---------- Data provided

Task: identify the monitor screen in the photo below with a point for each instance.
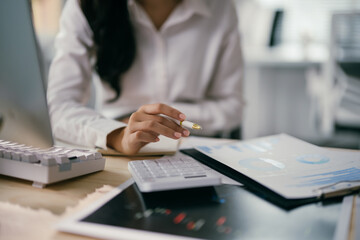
(24, 116)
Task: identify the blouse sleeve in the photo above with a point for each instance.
(221, 110)
(69, 84)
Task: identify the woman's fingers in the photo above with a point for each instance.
(141, 136)
(153, 126)
(142, 117)
(160, 108)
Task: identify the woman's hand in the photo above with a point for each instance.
(145, 125)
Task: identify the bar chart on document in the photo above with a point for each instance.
(289, 166)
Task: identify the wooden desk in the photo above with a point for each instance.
(57, 197)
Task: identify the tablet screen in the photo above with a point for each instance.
(222, 212)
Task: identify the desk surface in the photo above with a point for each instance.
(57, 197)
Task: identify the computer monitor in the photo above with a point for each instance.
(24, 114)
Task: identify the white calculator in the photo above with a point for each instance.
(170, 173)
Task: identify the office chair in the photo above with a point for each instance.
(335, 93)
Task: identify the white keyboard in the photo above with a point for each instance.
(168, 173)
(45, 166)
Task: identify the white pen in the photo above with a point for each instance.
(191, 125)
(185, 123)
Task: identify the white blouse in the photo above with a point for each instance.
(193, 63)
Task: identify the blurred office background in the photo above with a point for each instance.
(302, 66)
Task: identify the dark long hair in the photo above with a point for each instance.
(114, 39)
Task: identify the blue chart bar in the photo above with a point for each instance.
(350, 174)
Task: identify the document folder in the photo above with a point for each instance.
(284, 170)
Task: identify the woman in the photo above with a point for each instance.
(155, 58)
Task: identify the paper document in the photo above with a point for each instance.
(289, 166)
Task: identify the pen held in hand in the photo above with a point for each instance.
(191, 125)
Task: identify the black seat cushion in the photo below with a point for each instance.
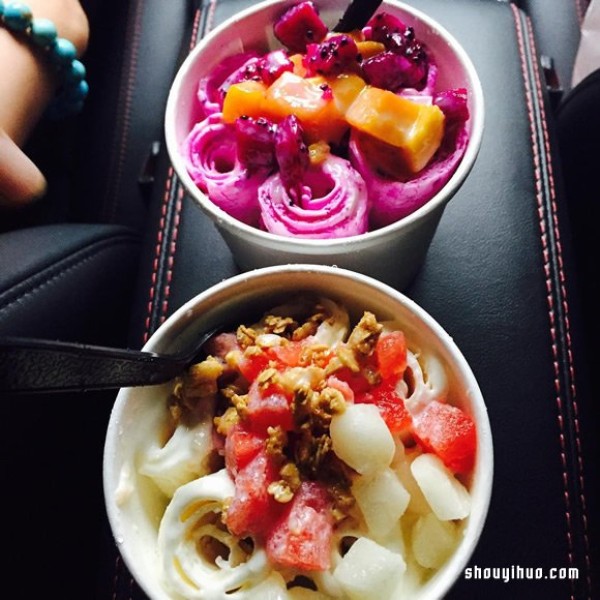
(498, 278)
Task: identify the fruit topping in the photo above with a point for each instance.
(333, 56)
(413, 127)
(255, 142)
(300, 25)
(292, 155)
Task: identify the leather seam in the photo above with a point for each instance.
(172, 186)
(566, 315)
(121, 139)
(47, 276)
(558, 288)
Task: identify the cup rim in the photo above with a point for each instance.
(210, 299)
(291, 243)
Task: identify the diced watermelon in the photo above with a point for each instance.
(448, 432)
(301, 538)
(341, 386)
(391, 354)
(278, 357)
(253, 511)
(390, 405)
(269, 407)
(357, 381)
(250, 365)
(241, 446)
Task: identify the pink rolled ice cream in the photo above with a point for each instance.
(393, 199)
(334, 203)
(210, 150)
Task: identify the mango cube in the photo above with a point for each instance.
(416, 129)
(246, 98)
(309, 100)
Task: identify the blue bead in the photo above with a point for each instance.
(62, 52)
(77, 92)
(76, 72)
(17, 16)
(43, 32)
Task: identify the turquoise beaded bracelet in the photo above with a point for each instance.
(61, 54)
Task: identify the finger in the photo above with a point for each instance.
(21, 182)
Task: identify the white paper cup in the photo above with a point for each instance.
(393, 253)
(134, 512)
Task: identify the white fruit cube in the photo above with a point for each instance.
(369, 570)
(417, 504)
(447, 496)
(382, 500)
(361, 439)
(433, 541)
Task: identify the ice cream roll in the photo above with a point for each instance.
(211, 157)
(392, 199)
(334, 203)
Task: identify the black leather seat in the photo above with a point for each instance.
(500, 276)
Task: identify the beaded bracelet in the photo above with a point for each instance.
(61, 54)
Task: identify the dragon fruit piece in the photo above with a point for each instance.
(273, 64)
(255, 143)
(259, 68)
(300, 25)
(388, 70)
(210, 88)
(247, 70)
(291, 155)
(453, 104)
(331, 57)
(381, 26)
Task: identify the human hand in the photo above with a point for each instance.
(21, 182)
(26, 87)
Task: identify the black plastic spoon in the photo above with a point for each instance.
(46, 366)
(357, 15)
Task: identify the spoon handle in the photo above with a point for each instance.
(38, 366)
(356, 15)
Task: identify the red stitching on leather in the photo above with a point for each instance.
(567, 322)
(551, 314)
(156, 261)
(551, 307)
(171, 256)
(128, 80)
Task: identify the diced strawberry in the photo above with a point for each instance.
(390, 405)
(220, 344)
(391, 354)
(449, 432)
(282, 356)
(241, 446)
(301, 538)
(268, 407)
(288, 354)
(253, 511)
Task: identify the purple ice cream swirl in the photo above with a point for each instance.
(333, 205)
(393, 199)
(210, 151)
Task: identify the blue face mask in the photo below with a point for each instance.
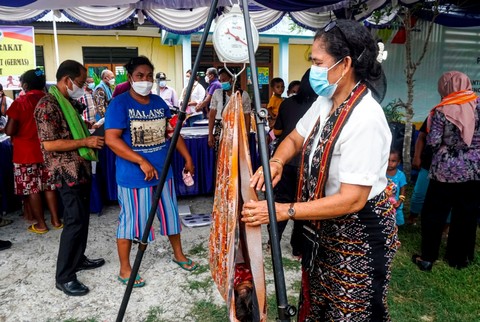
(226, 86)
(319, 80)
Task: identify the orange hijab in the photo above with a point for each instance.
(458, 103)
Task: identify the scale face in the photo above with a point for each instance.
(229, 37)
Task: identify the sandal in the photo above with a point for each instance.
(187, 178)
(189, 265)
(5, 222)
(33, 229)
(139, 282)
(421, 264)
(58, 227)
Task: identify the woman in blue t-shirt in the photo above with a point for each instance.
(136, 130)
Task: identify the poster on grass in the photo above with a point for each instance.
(17, 54)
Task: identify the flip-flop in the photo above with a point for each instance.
(5, 222)
(185, 265)
(58, 227)
(139, 282)
(34, 229)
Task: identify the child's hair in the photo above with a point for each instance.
(244, 305)
(34, 79)
(293, 84)
(397, 152)
(275, 81)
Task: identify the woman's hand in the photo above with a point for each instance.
(148, 169)
(189, 166)
(211, 141)
(255, 213)
(257, 181)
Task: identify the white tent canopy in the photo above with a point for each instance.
(107, 14)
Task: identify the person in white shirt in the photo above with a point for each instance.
(344, 141)
(168, 94)
(197, 96)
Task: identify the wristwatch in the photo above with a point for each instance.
(291, 211)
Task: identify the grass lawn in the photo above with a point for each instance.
(442, 295)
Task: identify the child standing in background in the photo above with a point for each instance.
(397, 182)
(278, 87)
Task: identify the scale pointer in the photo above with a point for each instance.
(237, 38)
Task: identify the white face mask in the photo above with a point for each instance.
(76, 92)
(142, 88)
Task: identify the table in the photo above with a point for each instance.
(203, 122)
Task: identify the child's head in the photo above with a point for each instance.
(393, 160)
(277, 85)
(244, 302)
(293, 88)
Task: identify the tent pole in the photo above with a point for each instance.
(284, 310)
(151, 216)
(55, 38)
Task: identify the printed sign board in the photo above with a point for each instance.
(17, 54)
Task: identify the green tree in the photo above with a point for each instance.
(414, 58)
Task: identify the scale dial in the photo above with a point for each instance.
(229, 37)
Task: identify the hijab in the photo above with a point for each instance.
(458, 102)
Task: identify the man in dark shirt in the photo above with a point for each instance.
(214, 84)
(71, 174)
(290, 112)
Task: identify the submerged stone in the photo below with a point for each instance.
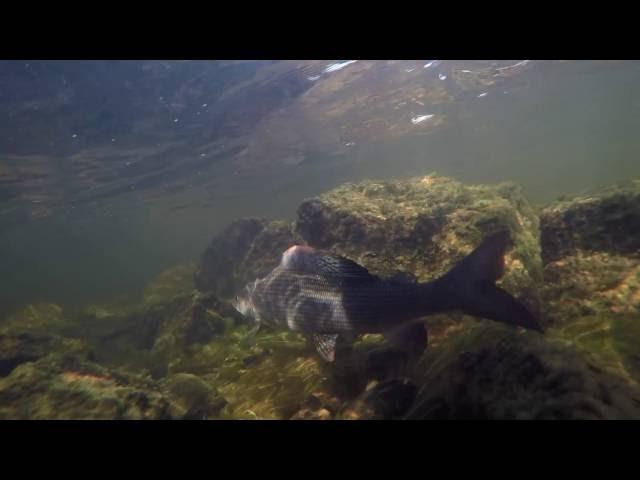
(492, 372)
(607, 220)
(67, 387)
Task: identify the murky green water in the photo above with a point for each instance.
(112, 172)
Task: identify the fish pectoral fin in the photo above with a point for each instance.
(326, 345)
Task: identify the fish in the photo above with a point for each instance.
(323, 295)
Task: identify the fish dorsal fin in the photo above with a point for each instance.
(334, 265)
(306, 259)
(326, 345)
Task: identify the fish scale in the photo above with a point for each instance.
(324, 295)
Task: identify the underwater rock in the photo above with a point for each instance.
(247, 249)
(425, 225)
(608, 220)
(490, 371)
(383, 401)
(593, 303)
(591, 253)
(68, 387)
(192, 398)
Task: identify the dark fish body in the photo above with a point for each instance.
(324, 295)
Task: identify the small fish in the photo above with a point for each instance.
(324, 296)
(420, 119)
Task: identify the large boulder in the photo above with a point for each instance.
(591, 251)
(489, 371)
(606, 220)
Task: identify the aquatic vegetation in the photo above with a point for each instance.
(425, 225)
(68, 387)
(604, 220)
(592, 275)
(491, 372)
(185, 353)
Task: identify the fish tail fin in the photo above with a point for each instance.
(470, 285)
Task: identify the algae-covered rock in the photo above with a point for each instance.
(607, 220)
(424, 226)
(489, 371)
(192, 398)
(247, 249)
(67, 387)
(382, 401)
(591, 250)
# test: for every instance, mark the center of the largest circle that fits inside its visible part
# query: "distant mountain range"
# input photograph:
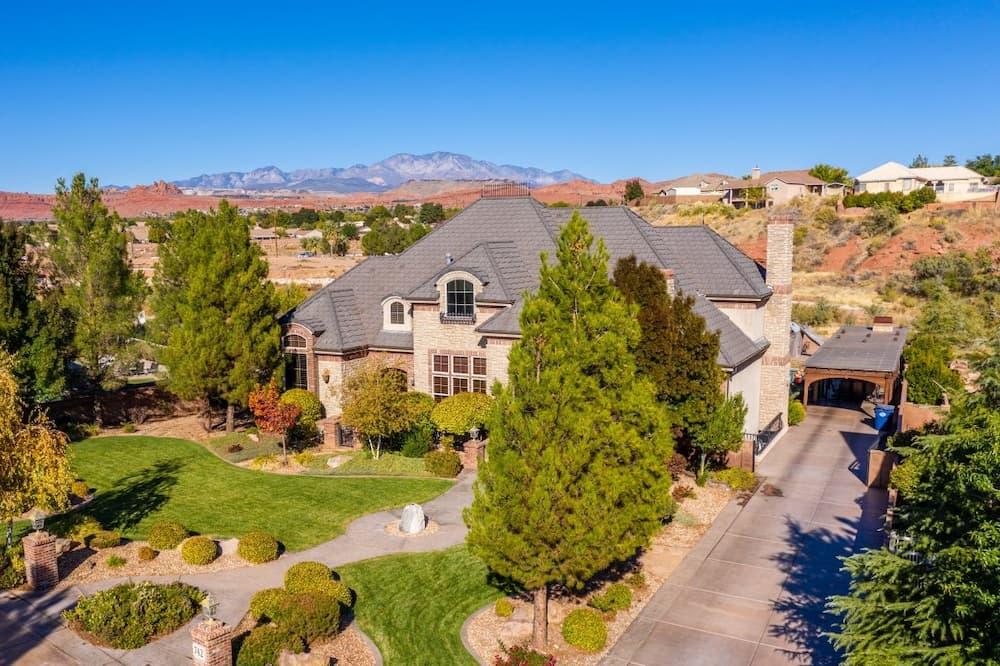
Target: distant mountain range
(378, 177)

--------------------

Starting at the line containing "Task: identify the fish scale", write out each line through the last one in the listing above, inclusive, and nothing else. Pictures are excluded from the copy.

Task: identify the fish scale in the photo above with a point for each instance.
(324, 295)
Task: identify the underwater rock in the photo above with a point for each instance.
(247, 249)
(425, 225)
(608, 220)
(490, 371)
(383, 401)
(593, 303)
(591, 253)
(68, 387)
(192, 398)
Task: identify the dark fish body in the photo above with a point for each instance.
(324, 295)
Task: identify the small fish in the photo above with a point for each instance.
(324, 296)
(420, 119)
Task: identify the large boulder in the photo above with a point for each instance.
(591, 251)
(489, 371)
(606, 220)
Task: identify the aquatic vegetation in the photo above with a point for each instance.
(425, 225)
(68, 387)
(604, 220)
(592, 275)
(491, 372)
(185, 353)
Task: identify the fish tail fin in the photo above with a point for each instance.
(470, 285)
Task: identify the algae-covered rock in the photo above with a point for each instance.
(607, 220)
(424, 226)
(489, 371)
(192, 398)
(247, 249)
(67, 387)
(382, 401)
(591, 250)
# test: for every instance, mark the center of the largest circle that fits inside its visible part
# query: "distant mountain range"
# input photograph:
Target: distant mountain range
(378, 177)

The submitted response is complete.